→ **Saved data entries**
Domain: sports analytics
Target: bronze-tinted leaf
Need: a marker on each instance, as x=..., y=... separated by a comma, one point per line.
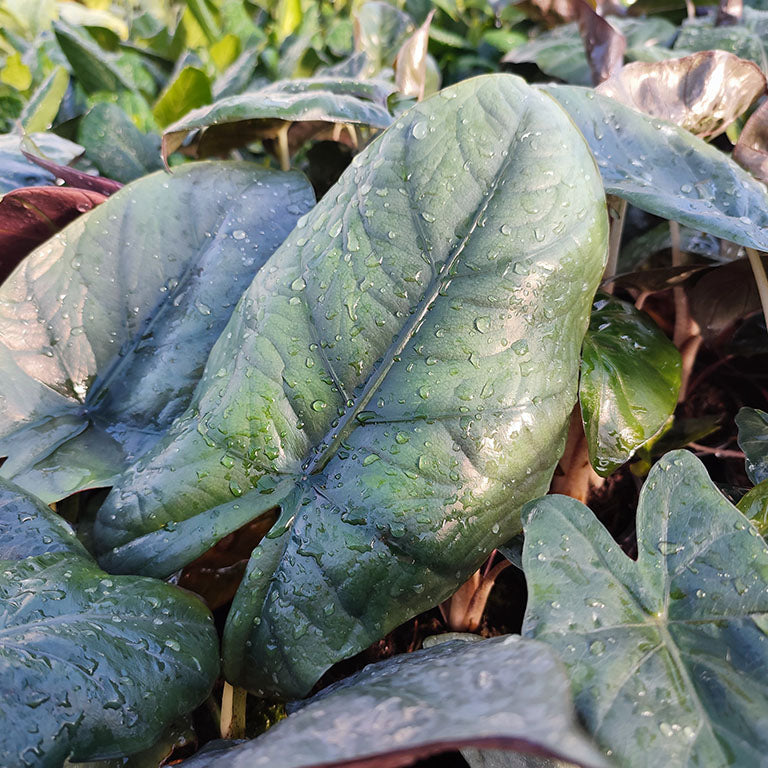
x=604, y=43
x=30, y=215
x=751, y=150
x=703, y=93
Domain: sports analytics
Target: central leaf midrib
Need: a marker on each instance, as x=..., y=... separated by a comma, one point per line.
x=347, y=424
x=102, y=382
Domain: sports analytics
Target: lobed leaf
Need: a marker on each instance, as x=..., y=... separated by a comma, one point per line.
x=398, y=378
x=668, y=656
x=237, y=120
x=506, y=692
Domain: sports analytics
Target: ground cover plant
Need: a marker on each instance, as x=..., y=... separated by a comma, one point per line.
x=383, y=383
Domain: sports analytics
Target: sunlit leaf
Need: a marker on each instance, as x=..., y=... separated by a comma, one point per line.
x=667, y=171
x=104, y=333
x=389, y=380
x=630, y=377
x=507, y=692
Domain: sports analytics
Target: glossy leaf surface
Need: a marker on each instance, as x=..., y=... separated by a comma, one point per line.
x=630, y=377
x=256, y=114
x=119, y=149
x=668, y=654
x=753, y=440
x=503, y=692
x=90, y=666
x=703, y=93
x=665, y=170
x=105, y=334
x=399, y=377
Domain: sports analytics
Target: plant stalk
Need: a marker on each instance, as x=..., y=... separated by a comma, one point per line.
x=687, y=334
x=617, y=209
x=233, y=704
x=758, y=270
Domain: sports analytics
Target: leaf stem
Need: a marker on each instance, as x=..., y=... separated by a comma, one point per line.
x=617, y=209
x=233, y=710
x=283, y=151
x=758, y=270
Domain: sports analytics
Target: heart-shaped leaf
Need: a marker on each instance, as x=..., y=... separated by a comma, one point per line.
x=105, y=328
x=753, y=440
x=506, y=692
x=17, y=171
x=630, y=377
x=703, y=93
x=399, y=377
x=91, y=666
x=117, y=147
x=667, y=171
x=237, y=120
x=668, y=656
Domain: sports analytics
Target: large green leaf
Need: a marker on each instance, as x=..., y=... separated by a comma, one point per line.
x=91, y=666
x=668, y=655
x=116, y=146
x=399, y=376
x=16, y=171
x=506, y=692
x=106, y=327
x=753, y=440
x=254, y=114
x=667, y=171
x=630, y=378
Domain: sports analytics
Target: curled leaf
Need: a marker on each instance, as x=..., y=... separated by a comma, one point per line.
x=703, y=93
x=630, y=377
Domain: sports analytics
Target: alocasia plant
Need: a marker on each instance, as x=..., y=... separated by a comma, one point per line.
x=398, y=377
x=91, y=665
x=106, y=327
x=668, y=655
x=630, y=377
x=505, y=692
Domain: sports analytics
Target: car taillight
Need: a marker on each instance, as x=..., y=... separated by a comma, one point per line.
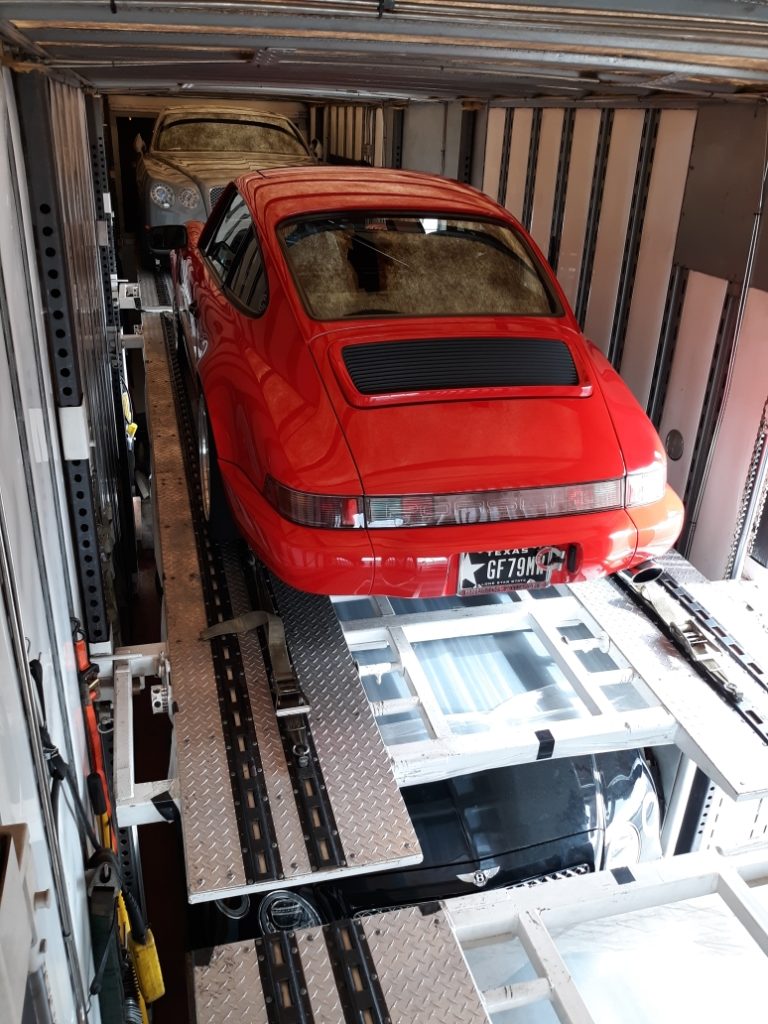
x=465, y=508
x=325, y=511
x=493, y=506
x=646, y=486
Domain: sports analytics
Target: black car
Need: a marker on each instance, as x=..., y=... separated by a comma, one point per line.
x=495, y=828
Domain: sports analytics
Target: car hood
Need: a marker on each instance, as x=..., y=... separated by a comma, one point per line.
x=475, y=438
x=210, y=169
x=423, y=884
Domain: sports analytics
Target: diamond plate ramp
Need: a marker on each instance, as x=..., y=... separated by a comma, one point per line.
x=207, y=809
x=226, y=985
x=414, y=958
x=374, y=829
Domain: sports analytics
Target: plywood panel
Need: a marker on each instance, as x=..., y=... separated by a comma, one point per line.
x=690, y=367
x=494, y=146
x=611, y=231
x=581, y=170
x=546, y=176
x=666, y=188
x=518, y=161
x=743, y=407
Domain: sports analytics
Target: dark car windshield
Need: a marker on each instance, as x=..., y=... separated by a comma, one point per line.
x=428, y=265
x=493, y=812
x=207, y=135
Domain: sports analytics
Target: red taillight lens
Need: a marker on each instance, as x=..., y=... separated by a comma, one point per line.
x=493, y=506
x=324, y=511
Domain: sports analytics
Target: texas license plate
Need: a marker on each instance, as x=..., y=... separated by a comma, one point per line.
x=516, y=568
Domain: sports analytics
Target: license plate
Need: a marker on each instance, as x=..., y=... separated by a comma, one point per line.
x=516, y=568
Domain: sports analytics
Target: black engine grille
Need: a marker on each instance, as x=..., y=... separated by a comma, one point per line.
x=448, y=364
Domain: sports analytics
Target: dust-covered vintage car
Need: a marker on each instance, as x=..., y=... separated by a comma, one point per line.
x=194, y=154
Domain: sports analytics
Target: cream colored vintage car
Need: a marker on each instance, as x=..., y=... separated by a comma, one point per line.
x=195, y=153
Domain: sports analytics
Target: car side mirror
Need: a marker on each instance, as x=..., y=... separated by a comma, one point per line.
x=168, y=237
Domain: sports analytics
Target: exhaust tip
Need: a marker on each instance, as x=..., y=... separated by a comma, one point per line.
x=646, y=571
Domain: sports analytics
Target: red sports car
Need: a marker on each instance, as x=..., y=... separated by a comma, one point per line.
x=395, y=397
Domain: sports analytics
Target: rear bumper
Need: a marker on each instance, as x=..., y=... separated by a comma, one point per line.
x=424, y=561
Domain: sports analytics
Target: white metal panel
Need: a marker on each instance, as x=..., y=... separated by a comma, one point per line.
x=699, y=321
x=349, y=113
x=519, y=148
x=666, y=188
x=358, y=113
x=334, y=130
x=730, y=463
x=546, y=176
x=422, y=137
x=494, y=145
x=598, y=938
x=611, y=231
x=581, y=171
x=378, y=160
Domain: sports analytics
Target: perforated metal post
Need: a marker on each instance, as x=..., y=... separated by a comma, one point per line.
x=56, y=293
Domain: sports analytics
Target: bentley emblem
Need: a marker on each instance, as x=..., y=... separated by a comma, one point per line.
x=479, y=878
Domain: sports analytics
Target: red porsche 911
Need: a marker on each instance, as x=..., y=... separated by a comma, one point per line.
x=395, y=398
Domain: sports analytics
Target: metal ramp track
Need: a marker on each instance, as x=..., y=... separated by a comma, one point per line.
x=251, y=819
x=398, y=968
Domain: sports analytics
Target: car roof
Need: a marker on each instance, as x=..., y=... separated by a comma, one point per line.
x=280, y=193
x=205, y=109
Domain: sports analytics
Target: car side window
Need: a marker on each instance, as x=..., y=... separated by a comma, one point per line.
x=248, y=279
x=223, y=244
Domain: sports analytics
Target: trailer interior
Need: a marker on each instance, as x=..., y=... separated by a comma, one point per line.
x=225, y=799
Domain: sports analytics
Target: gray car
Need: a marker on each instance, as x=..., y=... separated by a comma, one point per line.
x=194, y=155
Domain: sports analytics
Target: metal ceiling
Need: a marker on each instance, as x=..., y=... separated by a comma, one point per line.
x=397, y=49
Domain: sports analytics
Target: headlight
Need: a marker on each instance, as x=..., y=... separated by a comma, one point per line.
x=189, y=198
x=624, y=845
x=284, y=910
x=162, y=195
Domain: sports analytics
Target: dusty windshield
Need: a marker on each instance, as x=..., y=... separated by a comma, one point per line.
x=204, y=135
x=380, y=264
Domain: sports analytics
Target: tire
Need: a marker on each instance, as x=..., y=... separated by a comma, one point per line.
x=215, y=507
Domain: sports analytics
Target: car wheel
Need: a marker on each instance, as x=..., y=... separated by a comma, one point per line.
x=215, y=508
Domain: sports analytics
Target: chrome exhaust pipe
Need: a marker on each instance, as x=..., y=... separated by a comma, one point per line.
x=646, y=571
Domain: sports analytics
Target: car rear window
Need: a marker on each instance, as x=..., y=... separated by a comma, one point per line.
x=401, y=265
x=493, y=812
x=204, y=135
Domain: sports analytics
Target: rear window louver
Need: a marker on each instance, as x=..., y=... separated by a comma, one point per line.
x=450, y=364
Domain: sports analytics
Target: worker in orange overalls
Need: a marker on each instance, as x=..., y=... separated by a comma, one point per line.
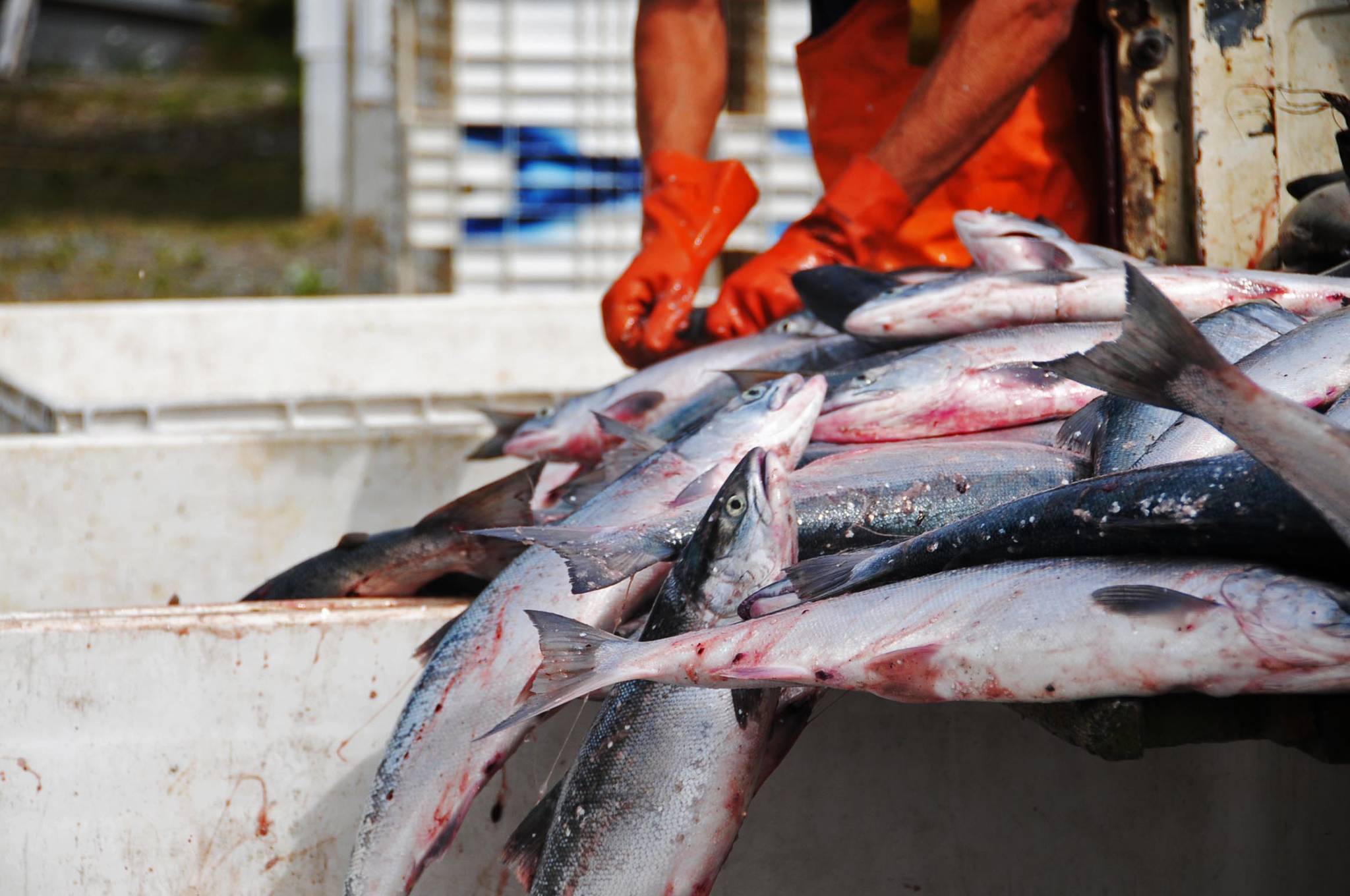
x=901, y=142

→ **What the task requires**
Print every line above once more, exactly. Omit the pictures.

→ **Solution for this problem**
Domain: sports analytics
Target: bronze-tinted leaf
Need: a marker on each instance, as x=..., y=... separated by a comma, one point per line.
x=604, y=43
x=30, y=215
x=751, y=150
x=703, y=93
Domain: sports analytics
Target: central leaf midrib
Need: a marker on each instance, as x=..., y=... separated by a comma, one point per line.
x=347, y=424
x=102, y=382
Domain: sports analytics
Target: lobed leaf
Need: a marker on each instance, as x=..., y=... separated by a comma, one point per line.
x=398, y=378
x=668, y=656
x=237, y=120
x=506, y=692
Domain: sports analytics
Target: ground cover plant
Need: a marker on each instance, as x=..., y=... separated by a comma, one point per line.
x=383, y=383
Domain: sports analytics
Target: sunlit leaf
Need: a marker on each instance, as x=..., y=... separated by a comma, one point per line.
x=667, y=171
x=104, y=333
x=389, y=380
x=630, y=377
x=507, y=692
Domain: sports analytics
Target: glossy leaf surface
Need: a marker on each instance, as x=..., y=... separated by a comma, one point per line.
x=630, y=377
x=256, y=114
x=119, y=149
x=668, y=654
x=753, y=440
x=503, y=692
x=90, y=666
x=703, y=93
x=665, y=170
x=105, y=334
x=399, y=377
Domain: sports analytics
Target: plant stalk
Need: a marker on each instance, as x=..., y=... separated by a comma, one point per line.
x=687, y=334
x=617, y=209
x=233, y=704
x=758, y=270
Domain: sports analytics
Target: leaf stem
Need: a marker on each instance, as x=..., y=... separated by a comma, one point per line.
x=617, y=209
x=233, y=710
x=283, y=151
x=758, y=270
Domain: sports analytics
Target: heart-shaped leaf
Need: a marker on each instance, as x=..., y=... separated by a comma, one point per line.
x=105, y=328
x=753, y=440
x=506, y=692
x=17, y=171
x=630, y=377
x=703, y=93
x=399, y=377
x=91, y=666
x=117, y=147
x=667, y=171
x=237, y=120
x=668, y=656
Domain: sports analytics
Target: large green leaf
Need: a marker on each instance, as x=..., y=... separated by a comma, one point per line.
x=91, y=666
x=668, y=655
x=116, y=146
x=399, y=376
x=16, y=171
x=506, y=692
x=106, y=327
x=753, y=440
x=254, y=114
x=667, y=171
x=630, y=378
Domain: sports analytics
Target: curled leaf
Need: a marker on each instance, as x=..., y=... separated by a comma, one point per line.
x=703, y=93
x=630, y=377
Domain: sports analytics
Target: alocasia plant
Need: a marker on each instance, as x=..., y=... separated by a comma, one point per line.
x=398, y=377
x=91, y=665
x=106, y=327
x=668, y=655
x=630, y=377
x=505, y=692
Domain: sports analytics
Target: car taillight
Need: a marker on each instance, as x=..., y=... separated by a comma, one point per line.
x=465, y=508
x=325, y=511
x=493, y=506
x=646, y=486
Domain: sports analytics
Target: black car
Need: a marker on each instance, as x=..., y=... separated by a comma, one point per line.
x=495, y=828
Domain: sports analytics
Target: car hood
Need: a marker on each instance, as x=..., y=... separated by a comma, one point per line.
x=475, y=438
x=210, y=169
x=423, y=884
Domain: sports analytics
Target: diamond plate ramp
Need: a marker on each instance, as x=..., y=... separated by a comma, one point per line.
x=207, y=809
x=226, y=985
x=414, y=958
x=374, y=829
Domain: sports analytics
Target: plywood panel
Need: a marker on each instance, as x=..., y=... separated by a comma, one point per line.
x=690, y=367
x=494, y=146
x=611, y=231
x=581, y=170
x=546, y=176
x=666, y=188
x=518, y=161
x=743, y=407
Domain: sports analytics
Target: dark car windshield
Need: a marker on each instance, as x=..., y=... separated by a comma, one point per line.
x=428, y=265
x=493, y=812
x=207, y=135
Domain: sports analytics
Target: red taillight lens
Need: a marker on each instance, as x=..., y=... separated by a comma, one point per line.
x=493, y=506
x=324, y=511
Domain: sports analytics
Target: texas license plate
Need: a marker on each instance, as x=..., y=... separated by a comma, one point per line.
x=516, y=568
Domain: sports analytics
Target: license plate
Need: a marker on each instance, as x=..., y=... separated by a comma, one point per line.
x=516, y=568
Domain: sports analytics
Target: black engine grille
Need: a marker on each instance, as x=..., y=... separated by a comma, one point per line.
x=448, y=364
Domain: sports analytics
Target: dust-covered vintage car
Need: a marker on each instance, as x=..., y=... separated by a comma, one point per line.
x=194, y=154
Domain: sports analytics
Target: cream colored vintage car
Need: a marker on each instance, as x=..., y=... separated by a comma, one point per line.
x=195, y=153
Domain: sports analytics
Target: car side mirror
Need: a marker on each instance, as x=..., y=... separated by a comma, one point per line.
x=168, y=237
Domain: sports analytics
Target: exhaust tip
Need: a marker on each instance, as x=..., y=... separated by a comma, one point per line.
x=646, y=571
Domain: sports analytics
Target: red sports car
Need: a marker on each instance, as x=..., y=... separated by a comma, one point per line.
x=395, y=397
Domain: sports analytics
Target: rear bumper
Need: a marker on each instance, as x=..., y=... separated by a comma, one point per line.
x=424, y=561
Domain: sports analytics
Target: white metal panel
Need: a marker on each instance, as x=..., y=... separated by a comma, one point per line.
x=699, y=321
x=349, y=113
x=519, y=148
x=666, y=188
x=358, y=113
x=334, y=130
x=730, y=463
x=546, y=176
x=422, y=137
x=494, y=145
x=598, y=938
x=611, y=231
x=581, y=171
x=378, y=160
Domain: sports analytics
Target: perforated metal post
Need: a marker on each instance, as x=..., y=... separated by a comma, one point per line.
x=56, y=293
Domain: sports analytics
Target: bentley emblem
Need: a marker on each instance, as x=..., y=... separated by a comma, one point per line.
x=479, y=878
Domain: sports analytics
Target: red porsche 911
Need: a marker on each instance, as x=..., y=... separated by a comma, one point per line.
x=395, y=398
Domain: sports analytics
Target: metal ramp track
Need: a marker on each instance, as x=..., y=... separated by a comma, one point per line.
x=251, y=819
x=398, y=968
Domain: sports analytics
Target: car roof
Need: a marker on each instance, as x=..., y=... separated by a comma, one point per line.
x=280, y=193
x=205, y=109
Domain: sports analytics
Target: car side window
Need: a marker on each instance, as x=..., y=... separated by a comma, one point per line.
x=248, y=279
x=223, y=244
Domain: sports analytics
Target: trailer interior
Need: a marker on each instance, as x=..., y=... separated by a comma, one point per line.
x=225, y=799
Domain: sports analytics
Target: gray car
Need: a marker on each instance, as x=..., y=... separated by a comma, one point per line.
x=194, y=155
Domain: sports analytics
Target: metal ceiling
Need: a marker on each instance, as x=..., y=... separated by a comma, one point per line.
x=397, y=49
Domain: sports analytics
Target: headlight
Need: a marker on each instance, as x=..., y=... separated by a comma, one point per line.
x=189, y=198
x=624, y=845
x=284, y=910
x=162, y=195
Domain: sports analytics
Target: dusty windshield
Need: a marker on each instance, as x=..., y=... separated by a comma, one point per line.
x=204, y=135
x=380, y=264
Domain: sports analytics
Target: tire
Need: a marker on each instance, as x=..., y=... separated by a comma, one point per line.
x=215, y=507
Domain: sports analytics
Target: car wheel
Need: a marker on each instance, as x=..., y=... separated by a comma, one point per line.
x=215, y=508
Domain: sports analytics
Target: chrome exhaust pipe
Need: a marker on each instance, as x=..., y=... separated by a comma, one point per line.
x=646, y=571
Domain: sports analytics
Target: car rear window
Need: a marker on each instance, as x=..., y=... separated by a comma, one point per line.
x=401, y=265
x=493, y=812
x=204, y=135
Domain: sports analytics
Target: rear window louver
Need: a marker on each instance, as x=..., y=... separated by a comma, one point per line.
x=450, y=364
Domain: sports analytics
Target: worker in orange overalls
Need: a marker on each instance, as x=..., y=... separated by a comma, one point per line.
x=901, y=142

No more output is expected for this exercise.